What this task involves —
Please output exactly the part of the records below that opens with the line containing "--target car windshield" and closes with the line containing "--target traffic direction sign", both lines included, and nothing else.

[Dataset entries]
------------
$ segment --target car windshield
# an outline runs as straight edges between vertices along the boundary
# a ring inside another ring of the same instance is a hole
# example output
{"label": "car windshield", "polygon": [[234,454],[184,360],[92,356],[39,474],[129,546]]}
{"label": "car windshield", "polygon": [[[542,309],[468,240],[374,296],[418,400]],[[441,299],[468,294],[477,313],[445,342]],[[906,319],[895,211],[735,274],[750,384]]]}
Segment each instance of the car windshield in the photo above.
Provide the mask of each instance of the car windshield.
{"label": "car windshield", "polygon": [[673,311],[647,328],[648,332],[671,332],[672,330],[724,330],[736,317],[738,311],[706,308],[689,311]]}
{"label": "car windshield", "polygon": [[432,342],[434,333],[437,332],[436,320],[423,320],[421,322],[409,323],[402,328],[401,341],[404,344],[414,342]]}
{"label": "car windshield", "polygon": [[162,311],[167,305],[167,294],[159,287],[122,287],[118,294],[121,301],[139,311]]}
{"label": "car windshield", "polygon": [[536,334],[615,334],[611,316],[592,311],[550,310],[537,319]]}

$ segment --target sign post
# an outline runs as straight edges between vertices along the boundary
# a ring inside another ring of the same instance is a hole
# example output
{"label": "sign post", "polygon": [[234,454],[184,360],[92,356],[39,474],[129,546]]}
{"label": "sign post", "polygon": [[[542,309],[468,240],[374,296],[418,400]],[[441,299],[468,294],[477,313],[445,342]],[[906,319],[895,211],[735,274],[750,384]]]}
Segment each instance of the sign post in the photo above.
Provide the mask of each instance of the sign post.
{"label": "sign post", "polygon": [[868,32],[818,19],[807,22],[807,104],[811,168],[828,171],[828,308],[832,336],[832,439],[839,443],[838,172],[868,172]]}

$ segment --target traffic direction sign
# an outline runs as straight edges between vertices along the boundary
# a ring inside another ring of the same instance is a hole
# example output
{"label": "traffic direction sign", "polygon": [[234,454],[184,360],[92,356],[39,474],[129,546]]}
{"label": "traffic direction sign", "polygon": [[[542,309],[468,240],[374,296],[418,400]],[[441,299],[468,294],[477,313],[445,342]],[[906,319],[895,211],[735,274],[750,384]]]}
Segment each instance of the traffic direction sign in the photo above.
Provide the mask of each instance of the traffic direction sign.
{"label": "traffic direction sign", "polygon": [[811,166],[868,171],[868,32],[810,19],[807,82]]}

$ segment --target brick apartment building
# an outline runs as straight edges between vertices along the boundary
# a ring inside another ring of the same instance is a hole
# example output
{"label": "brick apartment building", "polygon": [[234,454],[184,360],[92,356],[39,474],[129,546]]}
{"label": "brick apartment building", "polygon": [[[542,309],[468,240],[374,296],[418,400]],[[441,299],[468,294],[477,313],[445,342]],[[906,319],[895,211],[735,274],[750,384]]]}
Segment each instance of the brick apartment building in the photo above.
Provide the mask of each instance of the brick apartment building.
------------
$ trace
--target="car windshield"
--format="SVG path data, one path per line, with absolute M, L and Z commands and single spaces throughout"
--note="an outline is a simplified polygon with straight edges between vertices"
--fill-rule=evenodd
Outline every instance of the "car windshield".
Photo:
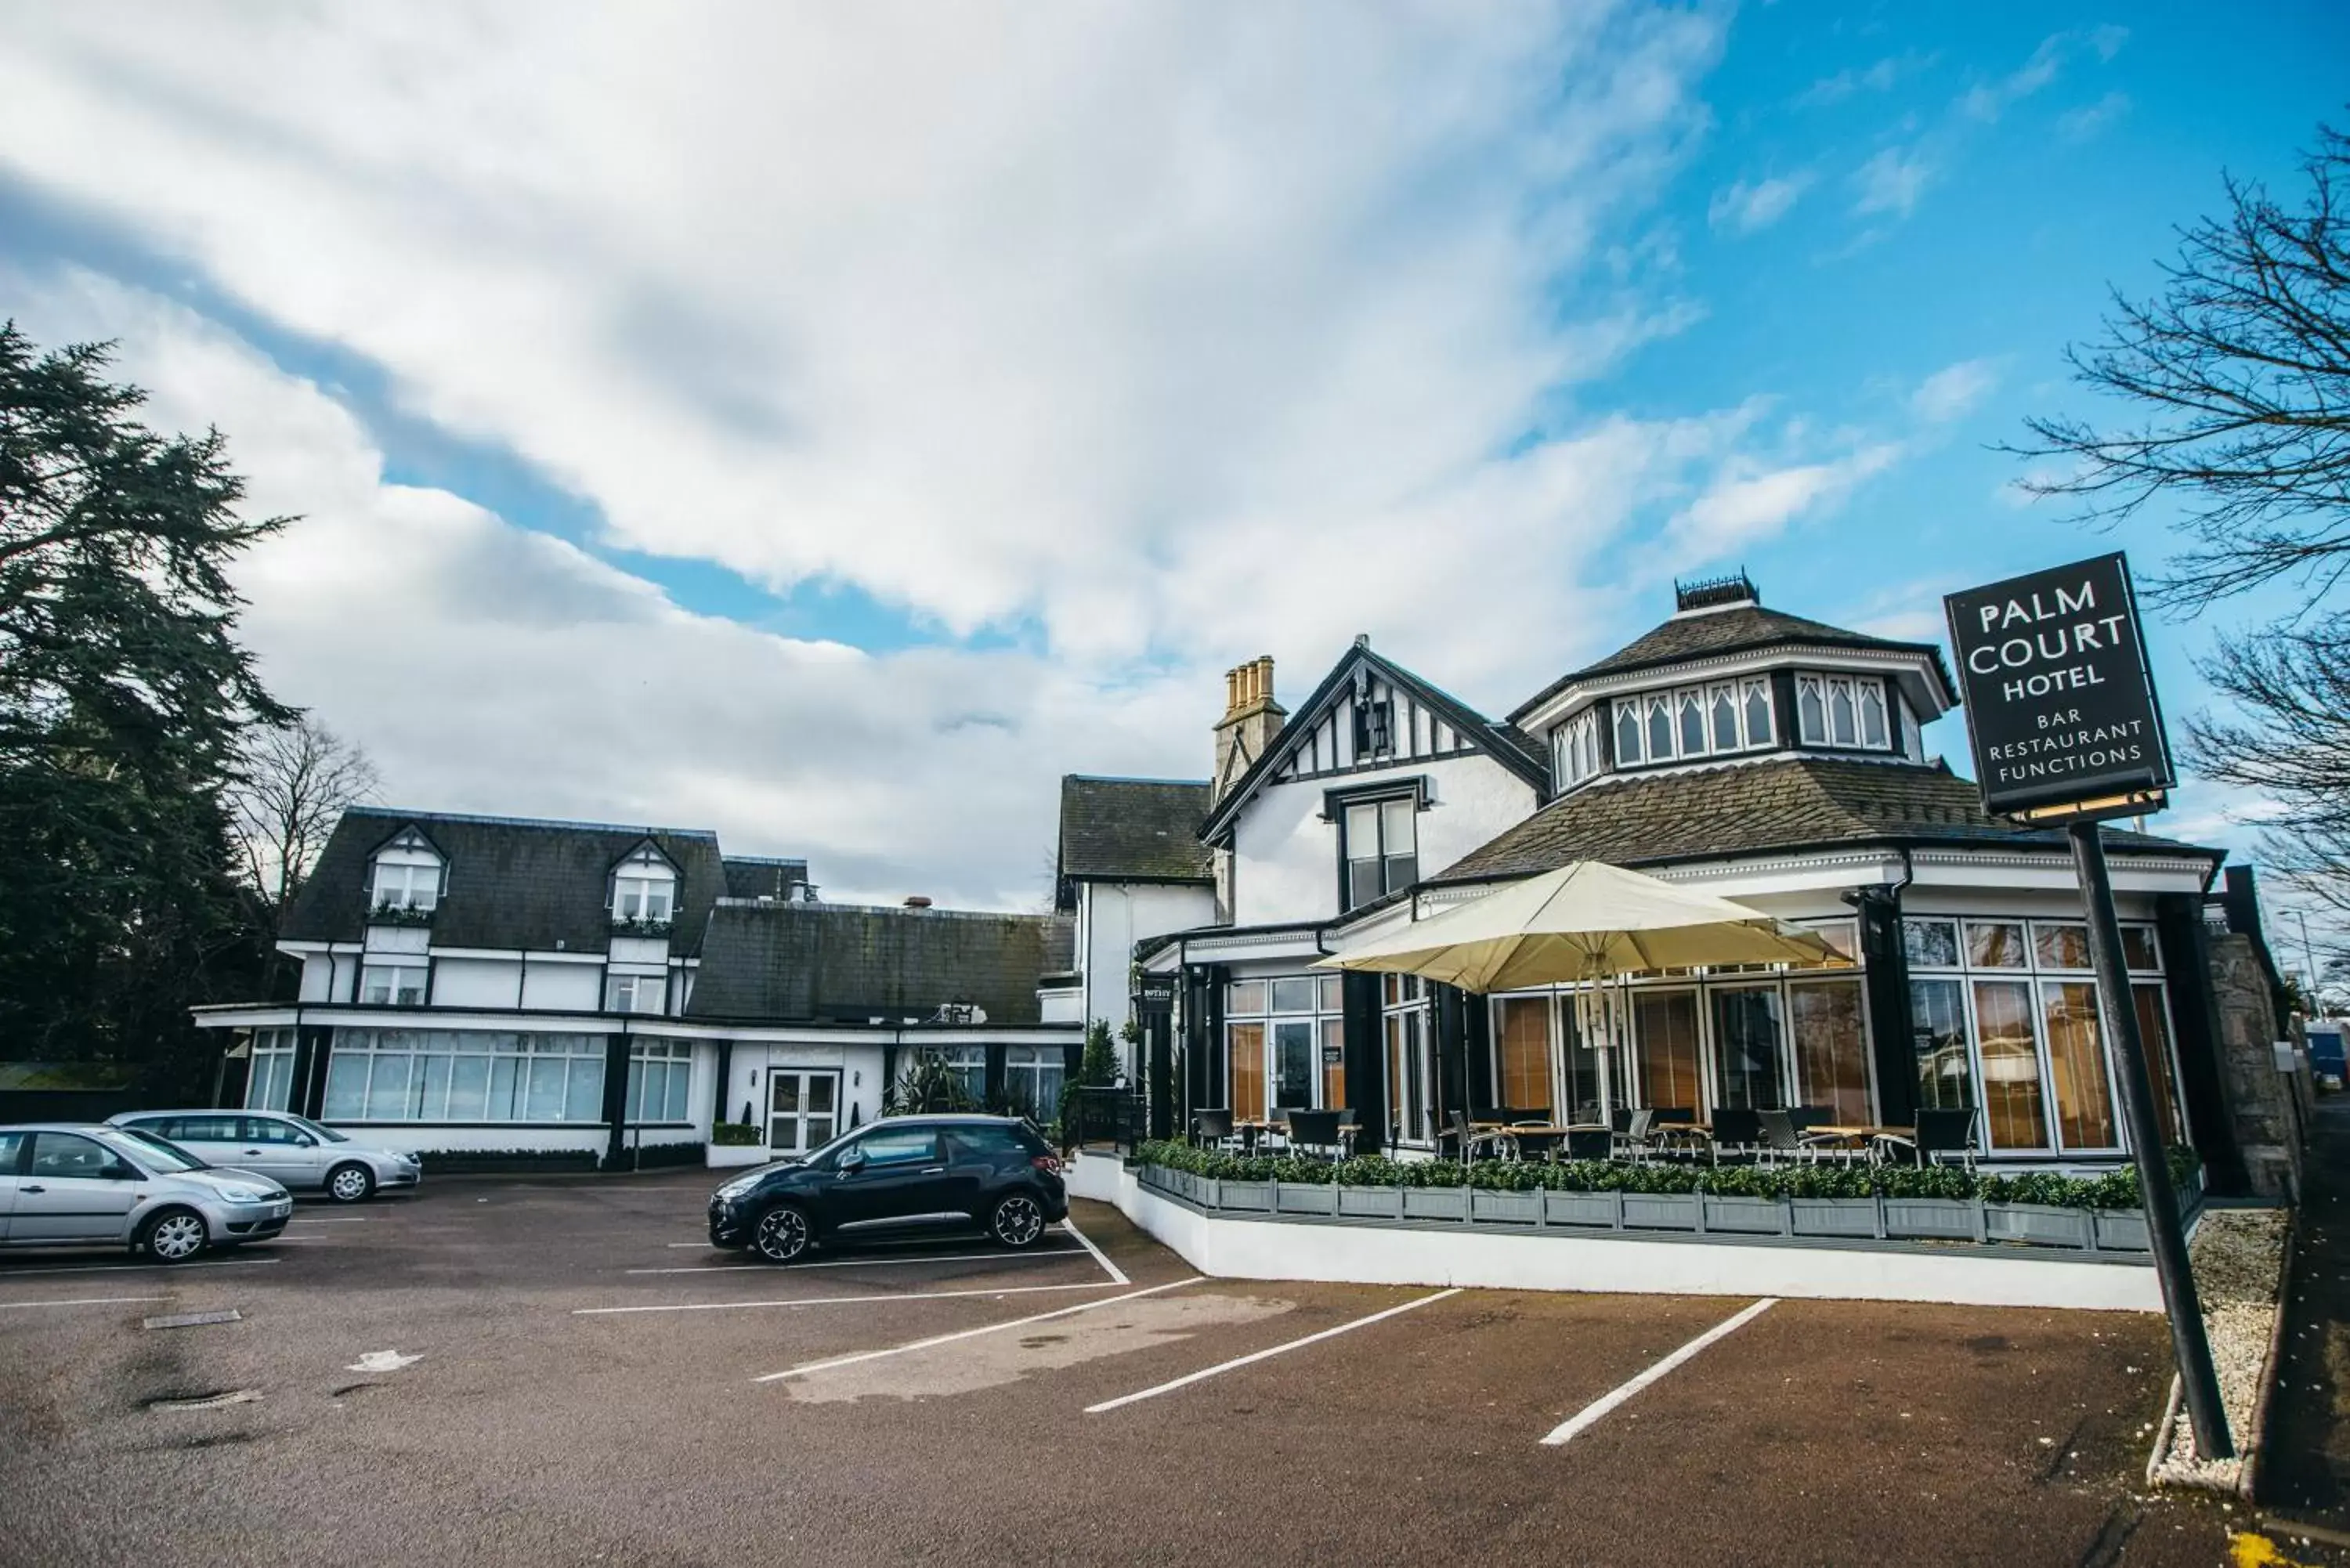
------------
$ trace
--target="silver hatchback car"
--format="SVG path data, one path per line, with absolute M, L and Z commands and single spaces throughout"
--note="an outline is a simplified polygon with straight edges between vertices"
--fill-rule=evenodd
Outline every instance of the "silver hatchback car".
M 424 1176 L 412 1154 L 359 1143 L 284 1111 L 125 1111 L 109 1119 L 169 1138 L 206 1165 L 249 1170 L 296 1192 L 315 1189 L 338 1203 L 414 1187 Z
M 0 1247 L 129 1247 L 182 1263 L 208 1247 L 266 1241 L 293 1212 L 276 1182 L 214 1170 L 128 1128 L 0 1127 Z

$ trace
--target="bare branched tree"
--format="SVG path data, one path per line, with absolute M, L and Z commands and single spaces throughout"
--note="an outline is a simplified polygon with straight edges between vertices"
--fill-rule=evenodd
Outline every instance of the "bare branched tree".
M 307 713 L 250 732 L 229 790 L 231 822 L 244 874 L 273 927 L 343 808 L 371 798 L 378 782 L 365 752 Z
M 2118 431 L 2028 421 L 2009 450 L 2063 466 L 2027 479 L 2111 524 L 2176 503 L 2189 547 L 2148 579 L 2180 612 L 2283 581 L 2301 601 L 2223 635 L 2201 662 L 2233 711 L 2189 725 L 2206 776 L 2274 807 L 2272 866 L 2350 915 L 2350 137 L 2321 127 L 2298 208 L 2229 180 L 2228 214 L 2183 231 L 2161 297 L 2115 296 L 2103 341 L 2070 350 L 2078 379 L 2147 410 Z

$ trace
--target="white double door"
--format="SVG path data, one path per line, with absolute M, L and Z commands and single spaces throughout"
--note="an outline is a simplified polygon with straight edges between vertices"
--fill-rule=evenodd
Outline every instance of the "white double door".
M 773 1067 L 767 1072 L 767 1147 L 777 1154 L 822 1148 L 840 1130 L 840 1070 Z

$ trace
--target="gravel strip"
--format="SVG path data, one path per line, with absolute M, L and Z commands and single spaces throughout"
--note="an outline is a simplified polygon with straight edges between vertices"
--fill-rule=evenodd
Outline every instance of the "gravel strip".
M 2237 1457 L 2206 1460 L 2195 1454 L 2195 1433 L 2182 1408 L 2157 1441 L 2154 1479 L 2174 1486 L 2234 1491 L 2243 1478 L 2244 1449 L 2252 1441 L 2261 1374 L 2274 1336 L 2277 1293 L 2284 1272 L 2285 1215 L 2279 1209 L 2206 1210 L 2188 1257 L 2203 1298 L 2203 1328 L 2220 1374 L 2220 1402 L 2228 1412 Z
------------
Output of the exercise —
$ segment --target car windshield
# an outline runs as straight edges between vertices along the boundary
# a ring inside another ring of the same instance is a hole
# example output
{"label": "car windshield", "polygon": [[234,454],[184,360],[92,356],[39,474],[129,546]]}
{"label": "car windshield", "polygon": [[[542,309],[468,240],[374,296],[418,400]],[[441,299],[468,294],[477,313],[445,342]],[[906,319],[895,211],[735,274],[750,384]]]}
Segment each instance of the car windshield in the photo above.
Provide the mask of each instance of the car windshield.
{"label": "car windshield", "polygon": [[673,311],[647,328],[648,332],[671,332],[672,330],[724,330],[736,317],[738,311],[706,308],[689,311]]}
{"label": "car windshield", "polygon": [[432,342],[434,333],[437,332],[436,320],[423,320],[421,322],[409,323],[402,328],[401,341],[404,344],[414,342]]}
{"label": "car windshield", "polygon": [[162,311],[167,305],[167,294],[159,287],[122,287],[118,294],[121,301],[139,311]]}
{"label": "car windshield", "polygon": [[536,334],[615,334],[611,316],[592,311],[550,310],[537,319]]}

$ segment --target sign post
# an outline runs as straight edges between vertices along the boundary
# a ring inside another ring of the same instance is a hole
# example output
{"label": "sign post", "polygon": [[234,454],[184,360],[92,356],[39,474],[129,546]]}
{"label": "sign post", "polygon": [[[542,309],[468,240],[374,296],[418,400]],[[441,299],[468,294],[477,313],[445,342]],[[906,319],[895,211],[735,274],[750,384]]]}
Segment each instance of the sign post in the photo above.
Provide the mask of each instance of the sign post.
{"label": "sign post", "polygon": [[868,32],[818,19],[807,22],[807,104],[811,168],[828,171],[828,308],[832,336],[832,439],[839,443],[838,172],[868,172]]}

$ segment --target traffic direction sign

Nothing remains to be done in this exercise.